YOUR TASK: Identify every line in the data below that contains the word "chrome" and copy each one in full. Case matters, so count only exact matches.

ENTRIES SUPPLIED:
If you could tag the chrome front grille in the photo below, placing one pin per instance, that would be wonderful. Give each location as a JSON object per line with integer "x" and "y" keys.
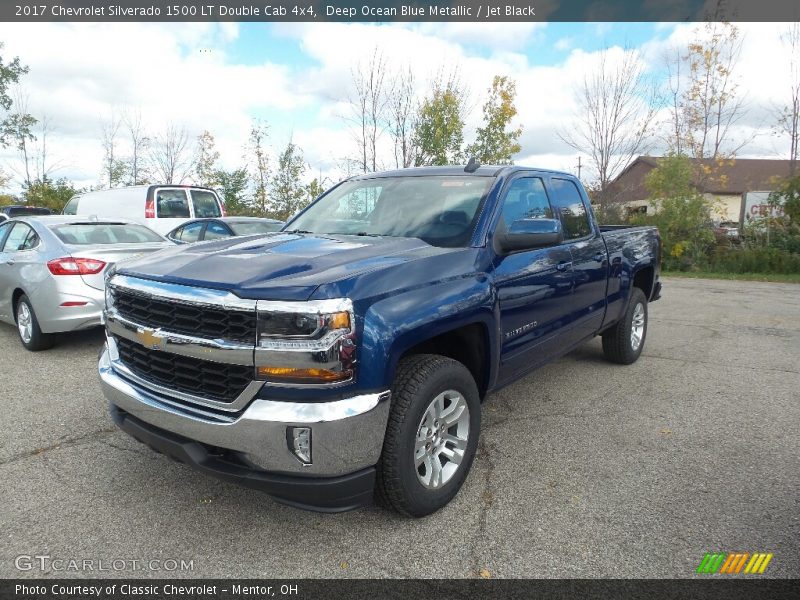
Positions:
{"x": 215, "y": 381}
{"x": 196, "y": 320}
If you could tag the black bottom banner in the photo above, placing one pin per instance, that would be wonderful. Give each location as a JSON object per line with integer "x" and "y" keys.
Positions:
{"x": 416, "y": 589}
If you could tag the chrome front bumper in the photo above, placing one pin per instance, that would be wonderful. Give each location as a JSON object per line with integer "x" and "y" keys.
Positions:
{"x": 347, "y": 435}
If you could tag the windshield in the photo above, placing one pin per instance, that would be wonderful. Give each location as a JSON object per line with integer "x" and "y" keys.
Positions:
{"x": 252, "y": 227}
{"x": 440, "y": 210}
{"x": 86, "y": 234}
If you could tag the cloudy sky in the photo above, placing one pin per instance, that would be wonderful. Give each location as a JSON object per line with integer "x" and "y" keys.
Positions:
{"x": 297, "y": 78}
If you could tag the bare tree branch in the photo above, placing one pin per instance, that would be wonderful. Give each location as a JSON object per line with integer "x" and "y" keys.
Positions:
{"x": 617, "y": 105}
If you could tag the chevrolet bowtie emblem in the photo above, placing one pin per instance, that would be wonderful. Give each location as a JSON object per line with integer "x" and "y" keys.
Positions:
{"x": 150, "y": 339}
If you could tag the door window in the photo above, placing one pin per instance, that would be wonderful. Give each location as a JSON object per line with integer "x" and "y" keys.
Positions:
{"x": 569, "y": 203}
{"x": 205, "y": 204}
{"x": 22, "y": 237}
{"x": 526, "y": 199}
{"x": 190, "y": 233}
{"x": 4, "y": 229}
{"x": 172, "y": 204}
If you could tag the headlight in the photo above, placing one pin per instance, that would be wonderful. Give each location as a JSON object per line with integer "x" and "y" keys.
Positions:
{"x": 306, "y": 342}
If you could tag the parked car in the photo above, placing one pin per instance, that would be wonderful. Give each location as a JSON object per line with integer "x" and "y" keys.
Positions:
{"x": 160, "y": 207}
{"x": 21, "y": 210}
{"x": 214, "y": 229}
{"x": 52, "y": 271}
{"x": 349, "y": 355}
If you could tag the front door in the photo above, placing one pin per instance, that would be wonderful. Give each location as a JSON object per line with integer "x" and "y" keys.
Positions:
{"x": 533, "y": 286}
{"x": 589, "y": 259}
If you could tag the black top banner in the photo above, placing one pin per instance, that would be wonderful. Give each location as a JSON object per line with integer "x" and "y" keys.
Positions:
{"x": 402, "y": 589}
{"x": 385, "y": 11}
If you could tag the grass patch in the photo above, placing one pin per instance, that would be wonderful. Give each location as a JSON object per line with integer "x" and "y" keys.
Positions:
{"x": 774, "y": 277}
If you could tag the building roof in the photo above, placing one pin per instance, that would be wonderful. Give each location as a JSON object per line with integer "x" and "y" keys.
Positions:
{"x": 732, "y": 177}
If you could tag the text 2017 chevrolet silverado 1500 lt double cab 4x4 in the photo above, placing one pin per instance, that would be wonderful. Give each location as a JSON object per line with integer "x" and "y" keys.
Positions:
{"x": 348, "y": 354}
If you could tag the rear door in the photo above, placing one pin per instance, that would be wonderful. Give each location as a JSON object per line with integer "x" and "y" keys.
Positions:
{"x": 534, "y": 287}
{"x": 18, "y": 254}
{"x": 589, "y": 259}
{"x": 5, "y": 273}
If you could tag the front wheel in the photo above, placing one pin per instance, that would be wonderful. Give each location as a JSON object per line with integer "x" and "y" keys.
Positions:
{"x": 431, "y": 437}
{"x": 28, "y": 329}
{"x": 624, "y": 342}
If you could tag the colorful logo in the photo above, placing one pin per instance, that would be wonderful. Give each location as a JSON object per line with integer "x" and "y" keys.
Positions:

--

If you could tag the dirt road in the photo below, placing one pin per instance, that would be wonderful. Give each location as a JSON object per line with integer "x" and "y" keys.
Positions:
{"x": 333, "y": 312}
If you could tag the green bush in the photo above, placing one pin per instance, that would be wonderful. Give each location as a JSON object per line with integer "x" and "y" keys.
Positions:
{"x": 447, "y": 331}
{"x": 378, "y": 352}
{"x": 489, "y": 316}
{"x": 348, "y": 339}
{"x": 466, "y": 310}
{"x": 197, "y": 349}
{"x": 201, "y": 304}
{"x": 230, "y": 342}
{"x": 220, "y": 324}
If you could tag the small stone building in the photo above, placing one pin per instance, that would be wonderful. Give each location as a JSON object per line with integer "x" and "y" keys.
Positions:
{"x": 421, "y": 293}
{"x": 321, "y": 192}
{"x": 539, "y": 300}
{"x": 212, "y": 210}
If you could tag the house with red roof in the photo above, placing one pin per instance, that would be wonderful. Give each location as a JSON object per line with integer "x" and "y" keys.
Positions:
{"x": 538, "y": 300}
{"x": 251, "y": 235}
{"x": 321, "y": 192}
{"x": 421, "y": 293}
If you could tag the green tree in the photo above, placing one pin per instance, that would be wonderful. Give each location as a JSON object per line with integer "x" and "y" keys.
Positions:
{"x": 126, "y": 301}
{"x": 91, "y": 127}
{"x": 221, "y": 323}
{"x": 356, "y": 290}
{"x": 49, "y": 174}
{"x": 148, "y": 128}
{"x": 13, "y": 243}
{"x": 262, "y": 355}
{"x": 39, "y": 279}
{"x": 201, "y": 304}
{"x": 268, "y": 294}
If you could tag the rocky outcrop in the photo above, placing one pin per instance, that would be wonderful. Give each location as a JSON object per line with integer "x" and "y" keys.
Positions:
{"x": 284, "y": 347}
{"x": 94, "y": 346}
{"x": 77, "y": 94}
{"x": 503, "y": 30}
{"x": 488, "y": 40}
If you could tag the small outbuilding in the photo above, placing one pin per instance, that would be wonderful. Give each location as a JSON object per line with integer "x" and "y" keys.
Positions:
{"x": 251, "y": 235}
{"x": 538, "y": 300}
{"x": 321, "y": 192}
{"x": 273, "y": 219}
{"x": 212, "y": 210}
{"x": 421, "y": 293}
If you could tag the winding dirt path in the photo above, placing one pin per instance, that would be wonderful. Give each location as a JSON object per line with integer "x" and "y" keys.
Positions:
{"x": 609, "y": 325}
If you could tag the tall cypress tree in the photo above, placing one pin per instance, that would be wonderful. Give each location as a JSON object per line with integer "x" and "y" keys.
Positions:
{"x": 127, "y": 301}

==

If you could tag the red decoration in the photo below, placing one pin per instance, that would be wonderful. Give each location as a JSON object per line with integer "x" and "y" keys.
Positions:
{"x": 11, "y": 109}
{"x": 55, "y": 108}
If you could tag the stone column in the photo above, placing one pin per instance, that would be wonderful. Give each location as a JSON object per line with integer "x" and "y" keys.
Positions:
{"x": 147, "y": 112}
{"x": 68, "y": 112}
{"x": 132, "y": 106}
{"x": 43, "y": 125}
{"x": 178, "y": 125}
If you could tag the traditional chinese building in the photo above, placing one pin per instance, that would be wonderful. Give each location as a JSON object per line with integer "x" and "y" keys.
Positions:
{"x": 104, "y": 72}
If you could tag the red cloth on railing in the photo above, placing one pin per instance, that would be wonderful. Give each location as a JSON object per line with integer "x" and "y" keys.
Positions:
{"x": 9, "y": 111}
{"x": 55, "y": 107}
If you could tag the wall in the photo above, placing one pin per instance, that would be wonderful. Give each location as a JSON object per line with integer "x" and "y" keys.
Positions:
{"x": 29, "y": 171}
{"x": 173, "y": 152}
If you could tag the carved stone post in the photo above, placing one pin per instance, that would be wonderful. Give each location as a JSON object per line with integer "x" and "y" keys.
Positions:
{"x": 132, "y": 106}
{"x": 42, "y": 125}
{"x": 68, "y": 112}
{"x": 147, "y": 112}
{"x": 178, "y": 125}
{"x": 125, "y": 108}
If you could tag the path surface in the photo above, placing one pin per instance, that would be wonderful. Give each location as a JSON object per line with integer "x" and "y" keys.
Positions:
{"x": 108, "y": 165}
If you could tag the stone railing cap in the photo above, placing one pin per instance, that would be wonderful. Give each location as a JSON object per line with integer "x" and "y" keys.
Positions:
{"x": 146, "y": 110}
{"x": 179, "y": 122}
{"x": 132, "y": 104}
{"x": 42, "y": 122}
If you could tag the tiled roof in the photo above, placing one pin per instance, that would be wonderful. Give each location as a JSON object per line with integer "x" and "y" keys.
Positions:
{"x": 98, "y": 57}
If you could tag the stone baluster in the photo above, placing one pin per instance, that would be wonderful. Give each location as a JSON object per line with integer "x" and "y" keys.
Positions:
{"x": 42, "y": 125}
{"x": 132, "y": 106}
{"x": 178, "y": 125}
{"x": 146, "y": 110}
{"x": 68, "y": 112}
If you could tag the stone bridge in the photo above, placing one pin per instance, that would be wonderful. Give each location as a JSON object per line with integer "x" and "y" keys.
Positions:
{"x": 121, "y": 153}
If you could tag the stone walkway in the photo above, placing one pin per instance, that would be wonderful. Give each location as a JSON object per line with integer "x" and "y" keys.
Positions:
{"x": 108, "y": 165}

RESPONSE FOR THIS EXERCISE:
If you could tag the chrome front grille in the photo below, placing one pin per instance, that would be wonderful. Give each location as a JSON object per line with integer "x" and "y" keys.
If you could tag the chrome front bumper in the photo above, placing one pin per instance, that would be wonderful. Give each location as a JSON object per line with integer "x" and "y" keys.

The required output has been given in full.